A la recherche du milliard de fichiers piratés

par Astrid GIRARDEAU
publié le 10 novembre 2008 à 13h33
(mis à jour le 10 novembre 2008 à 13h49)

« Nous devons pour cela lever le principal obstacle : le piratage des œuvres sur internet, commis sur une très grande échelle dans notre pays, qui détient une sorte de record mondial puisqu'un milliard de fichiers ont en effet été piratés en France en 2006. Ce véritable désastre économique et industriel auquel nous assistons se traduit également sur le terrain du renouvellement et de la diversité de la création.» Ce cri d'alerte était lancé au Sénat , le 29 octobre dernier, par Christine Albanel, le ministre de la Culture, dans le cadre des débats autour de la loi Création et Internet. Et cet impressionnant, voire obscène, «1 milliard de fichiers» d'être rapidement repris par de nombreux médias, et comme l'un des slogans du site lancé la semaine dernière par le gouvernement, j'aimelesartistes .

-- -- --

-- ÉNONCÉ --
Recopiez, dans l'article sur le milliard de fichiers piratés, le passage qui commence par les mots contenant "par Astrid GIRARDEAU" et se termine par "gouvernement, j'aimelesartistes .".

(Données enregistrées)
-- -- --

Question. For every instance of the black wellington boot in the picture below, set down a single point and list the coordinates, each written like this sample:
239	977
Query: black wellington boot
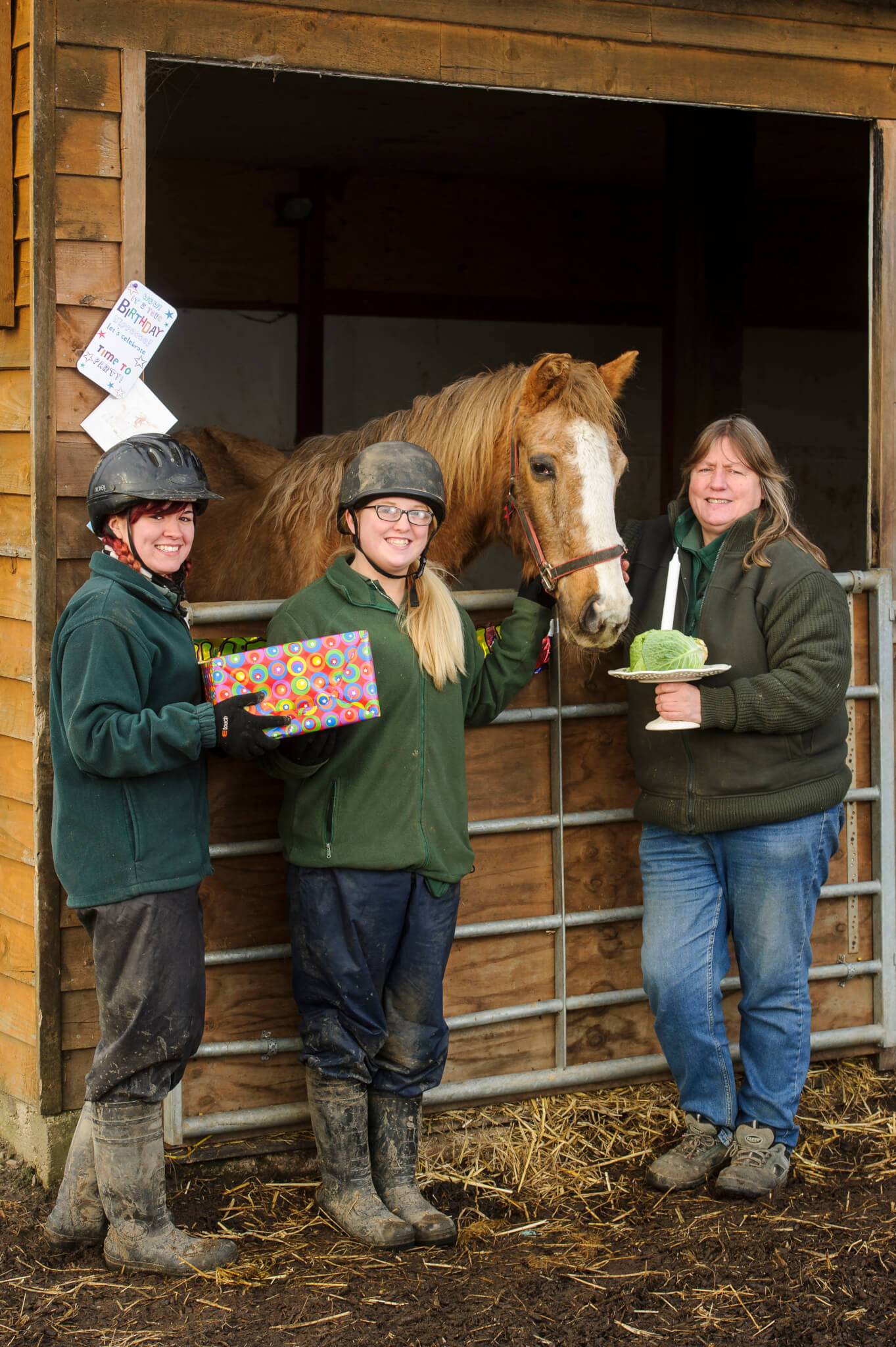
131	1172
348	1195
77	1218
394	1141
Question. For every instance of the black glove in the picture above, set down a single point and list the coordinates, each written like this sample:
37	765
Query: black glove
536	592
243	735
310	749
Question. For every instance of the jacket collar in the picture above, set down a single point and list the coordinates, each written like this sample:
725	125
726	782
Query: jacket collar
136	583
356	587
739	538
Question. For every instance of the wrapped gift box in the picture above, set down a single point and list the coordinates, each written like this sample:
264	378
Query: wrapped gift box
319	683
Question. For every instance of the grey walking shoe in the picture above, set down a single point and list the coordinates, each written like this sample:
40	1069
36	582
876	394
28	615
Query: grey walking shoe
394	1142
348	1195
77	1218
697	1156
758	1164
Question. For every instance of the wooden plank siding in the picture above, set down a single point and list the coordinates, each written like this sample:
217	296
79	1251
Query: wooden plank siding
658	51
18	944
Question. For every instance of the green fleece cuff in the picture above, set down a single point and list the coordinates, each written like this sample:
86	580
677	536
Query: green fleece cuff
208	729
717	709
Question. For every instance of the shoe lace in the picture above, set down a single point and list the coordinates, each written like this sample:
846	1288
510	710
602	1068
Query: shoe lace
751	1158
695	1142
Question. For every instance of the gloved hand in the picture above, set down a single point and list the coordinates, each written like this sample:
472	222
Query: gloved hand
310	749
243	735
536	592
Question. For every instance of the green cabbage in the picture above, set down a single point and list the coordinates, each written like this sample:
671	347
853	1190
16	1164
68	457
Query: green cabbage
662	651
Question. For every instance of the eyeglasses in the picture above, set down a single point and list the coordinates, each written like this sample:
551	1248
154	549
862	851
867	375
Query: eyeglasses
392	514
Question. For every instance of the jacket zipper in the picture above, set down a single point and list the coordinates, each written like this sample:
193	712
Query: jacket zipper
331	814
423	744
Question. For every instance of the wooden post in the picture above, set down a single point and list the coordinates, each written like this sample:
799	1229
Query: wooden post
43	539
133	166
882	412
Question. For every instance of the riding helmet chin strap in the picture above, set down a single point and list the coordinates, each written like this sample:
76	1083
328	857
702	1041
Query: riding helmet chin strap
394	576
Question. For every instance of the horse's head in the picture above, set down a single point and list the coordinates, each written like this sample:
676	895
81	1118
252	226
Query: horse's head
569	464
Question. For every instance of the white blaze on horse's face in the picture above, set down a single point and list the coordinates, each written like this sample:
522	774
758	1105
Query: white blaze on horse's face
604	613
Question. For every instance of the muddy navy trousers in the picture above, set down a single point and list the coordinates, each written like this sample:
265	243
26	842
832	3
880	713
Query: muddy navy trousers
151	987
369	956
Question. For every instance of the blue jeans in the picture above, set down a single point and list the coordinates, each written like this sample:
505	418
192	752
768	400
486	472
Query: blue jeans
369	956
759	885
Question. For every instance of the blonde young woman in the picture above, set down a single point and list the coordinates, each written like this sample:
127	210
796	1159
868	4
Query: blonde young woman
742	816
374	831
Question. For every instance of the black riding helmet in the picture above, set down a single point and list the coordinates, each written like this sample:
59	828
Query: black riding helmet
146	468
392	468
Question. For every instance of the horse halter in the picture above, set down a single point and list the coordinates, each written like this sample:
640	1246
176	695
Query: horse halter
551	576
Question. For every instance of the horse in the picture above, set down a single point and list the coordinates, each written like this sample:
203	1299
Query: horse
529	453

-- -- --

-- CORRIGÉ --
par Astrid GIRARDEAU
publié le 10 novembre 2008 à 13h33
(mis à jour le 10 novembre 2008 à 13h49)

« Nous devons pour cela lever le principal obstacle : le piratage des œuvres sur internet, commis sur une très grande échelle dans notre pays, qui détient une sorte de record mondial puisqu'un milliard de fichiers ont en effet été piratés en France en 2006. Ce véritable désastre économique et industriel auquel nous assistons se traduit également sur le terrain du renouvellement et de la diversité de la création.» Ce cri d'alerte était lancé au Sénat , le 29 octobre dernier, par Christine Albanel, le ministre de la Culture, dans le cadre des débats autour de la loi Création et Internet. Et cet impressionnant, voire obscène, «1 milliard de fichiers» d'être rapidement repris par de nombreux médias, et comme l'un des slogans du site lancé la semaine dernière par le gouvernement, j'aimelesartistes .